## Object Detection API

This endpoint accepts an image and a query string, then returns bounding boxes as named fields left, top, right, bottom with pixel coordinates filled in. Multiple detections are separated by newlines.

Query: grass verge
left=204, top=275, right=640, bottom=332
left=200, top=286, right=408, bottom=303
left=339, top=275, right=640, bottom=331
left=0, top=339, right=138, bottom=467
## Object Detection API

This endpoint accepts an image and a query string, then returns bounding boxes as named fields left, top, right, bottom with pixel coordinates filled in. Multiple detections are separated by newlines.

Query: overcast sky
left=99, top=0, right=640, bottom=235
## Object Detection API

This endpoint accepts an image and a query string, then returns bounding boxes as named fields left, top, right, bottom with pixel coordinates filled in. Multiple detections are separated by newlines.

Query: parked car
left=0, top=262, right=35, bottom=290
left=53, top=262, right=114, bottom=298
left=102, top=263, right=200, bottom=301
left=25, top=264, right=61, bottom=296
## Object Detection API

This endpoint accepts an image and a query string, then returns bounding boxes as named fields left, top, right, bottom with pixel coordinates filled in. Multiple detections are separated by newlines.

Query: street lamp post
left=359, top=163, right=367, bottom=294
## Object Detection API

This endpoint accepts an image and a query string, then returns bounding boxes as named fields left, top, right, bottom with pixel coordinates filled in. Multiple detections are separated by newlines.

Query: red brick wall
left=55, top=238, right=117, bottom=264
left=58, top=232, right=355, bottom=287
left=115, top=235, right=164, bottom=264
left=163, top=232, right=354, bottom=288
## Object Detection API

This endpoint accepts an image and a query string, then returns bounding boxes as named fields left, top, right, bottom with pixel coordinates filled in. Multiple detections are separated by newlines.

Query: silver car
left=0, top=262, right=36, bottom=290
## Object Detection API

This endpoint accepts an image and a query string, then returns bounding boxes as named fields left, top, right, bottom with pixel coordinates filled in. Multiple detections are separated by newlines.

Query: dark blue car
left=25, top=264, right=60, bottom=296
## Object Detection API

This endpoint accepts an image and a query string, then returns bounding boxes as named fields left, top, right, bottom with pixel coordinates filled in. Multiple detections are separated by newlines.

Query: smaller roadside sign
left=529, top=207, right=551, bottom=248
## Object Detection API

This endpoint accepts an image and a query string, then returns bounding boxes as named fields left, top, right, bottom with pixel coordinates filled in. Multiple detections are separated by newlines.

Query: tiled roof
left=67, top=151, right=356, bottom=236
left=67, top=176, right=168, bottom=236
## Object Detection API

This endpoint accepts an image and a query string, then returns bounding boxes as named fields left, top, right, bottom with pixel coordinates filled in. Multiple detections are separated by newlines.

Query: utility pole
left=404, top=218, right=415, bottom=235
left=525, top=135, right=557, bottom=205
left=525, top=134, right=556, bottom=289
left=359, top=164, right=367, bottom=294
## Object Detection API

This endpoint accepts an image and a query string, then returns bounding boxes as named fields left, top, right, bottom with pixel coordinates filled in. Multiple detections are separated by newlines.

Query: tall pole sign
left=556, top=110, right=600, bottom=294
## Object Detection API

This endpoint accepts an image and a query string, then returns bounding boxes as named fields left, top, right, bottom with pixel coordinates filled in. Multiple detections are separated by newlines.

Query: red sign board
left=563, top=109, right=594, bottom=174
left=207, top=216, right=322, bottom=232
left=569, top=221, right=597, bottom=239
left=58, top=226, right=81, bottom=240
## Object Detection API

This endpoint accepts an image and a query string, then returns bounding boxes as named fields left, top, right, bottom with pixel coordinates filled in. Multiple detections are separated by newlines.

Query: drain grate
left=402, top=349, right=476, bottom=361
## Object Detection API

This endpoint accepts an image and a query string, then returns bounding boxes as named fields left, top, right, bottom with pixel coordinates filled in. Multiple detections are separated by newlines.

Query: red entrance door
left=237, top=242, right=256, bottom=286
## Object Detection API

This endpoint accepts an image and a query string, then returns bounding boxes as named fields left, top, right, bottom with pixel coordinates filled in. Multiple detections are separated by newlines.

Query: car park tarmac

**PROBLEM DETAILS**: Write out the entire listing above once more. Keep it exact.

**SOLUTION FOR THIS PROBLEM**:
## Object Detection API

This endpoint accepts an image and a query string, then returns bounding boxes as named fields left, top, right, bottom with pixel coordinates filled in. Multiple detections are separated by newlines.

Query: grass verge
left=204, top=275, right=640, bottom=332
left=200, top=286, right=408, bottom=303
left=339, top=275, right=640, bottom=331
left=0, top=339, right=138, bottom=467
## Object Detection API

This endpoint accepts an image and a query string, then returns bounding boxes as named fields left, top, right, bottom with pixel coordinates filled in. Multiple detections are separated by newlines.

Query: overcast sky
left=99, top=0, right=640, bottom=235
## Object Detection API

This endpoint accepts an image and a query string, then returns bounding boxes as named fields left, top, right, bottom with pixel coordinates filled in. Multiple detections are separated by newlines.

Query: parked car
left=0, top=262, right=35, bottom=290
left=53, top=262, right=114, bottom=298
left=102, top=263, right=200, bottom=301
left=25, top=264, right=61, bottom=296
## Object Detection API

This endpoint accepts an image and a query string, then returns bounding boxes as named fields left, top, right, bottom with pixel coordinates filled in. Multiple detections are separated by newlines.

Query: street lamp post
left=359, top=163, right=367, bottom=294
## Object Detection API

This endpoint accepts an image and a query string, then returns bounding boxes as named fields left, top, right, bottom with pixel coordinates filled in. Multiple detections are separated by newlines.

Query: red brick wall
left=55, top=238, right=117, bottom=264
left=58, top=232, right=355, bottom=287
left=115, top=235, right=164, bottom=264
left=163, top=232, right=354, bottom=288
## Object Detection API

This endpoint accepts an image and a query string, then returns bounding boxes as named fields left, top, right, bottom with pixel coordinates filled in. Multiple detections are separated by newlines.

Query: silver car
left=0, top=262, right=36, bottom=290
## Object Detection API

This endpoint accepts an image and a query string, then returns bounding boxes as named fields left, top, right, bottom with pixel coordinates filled in. Multiple detections are separated by newlines.

Query: dark blue car
left=25, top=264, right=60, bottom=296
## Object Detection API

This endpoint accepts an image and a query string, then returns bounding boxes as named fields left, top, right, bottom with pixel coordinates filled in. Multiple detections are separated by newlines.

Query: smaller roadside sign
left=529, top=207, right=551, bottom=248
## Object Detection API

This endpoint accepts an image and a query string, then returns bounding boxes as named fields left, top, right, bottom with pixel coordinates filled in. Multiple detections are separated by newlines.

Query: tiled roof
left=67, top=151, right=356, bottom=236
left=67, top=176, right=168, bottom=236
## Object Detection API

This endpoint accepts an image and a query string, then returns bounding boxes as named fields left, top, right, bottom with pixel coordinates filled in. Multiple detections are separated by newlines.

Query: utility pole
left=404, top=218, right=415, bottom=235
left=525, top=135, right=557, bottom=205
left=525, top=134, right=556, bottom=289
left=359, top=164, right=367, bottom=294
## Object Detection API

This endpoint accepts an image and a query string, then returns bounding boxes as named fields left, top, right, bottom with pixel coordinates filled in. Multiple detections are separated by newlines.

Query: tall pole sign
left=556, top=110, right=600, bottom=294
## Object Detection API

This endpoint accepts an image and a query string, then returns bounding boxes as named fields left, top, right, bottom with pixel coordinates filled in. Multiple detections are separated by newlines.

Query: red sign board
left=563, top=109, right=594, bottom=174
left=207, top=216, right=322, bottom=232
left=569, top=221, right=597, bottom=239
left=58, top=226, right=81, bottom=240
## Object Detection API

This endpoint accepts an image and a query string, then returns bounding boxes as named fields left, top, right, bottom with pixel coordinates filled in. Multiple detections are separated by newlines.

Query: drain grate
left=402, top=349, right=476, bottom=361
## Object Detection API

This endpoint accepts an image and a query string, then returns bounding boxes as named fields left, top, right, bottom with pixel coordinates filled in. Multiple detections are separated by newlines.

Query: red entrance door
left=237, top=242, right=256, bottom=286
## Object Detection API

This endpoint accepts an image and a query string, then returns bounding boxes as named fields left, top, right, bottom with pixel coordinates filled in. Multiple detections are separated by newlines.

Query: car park tarmac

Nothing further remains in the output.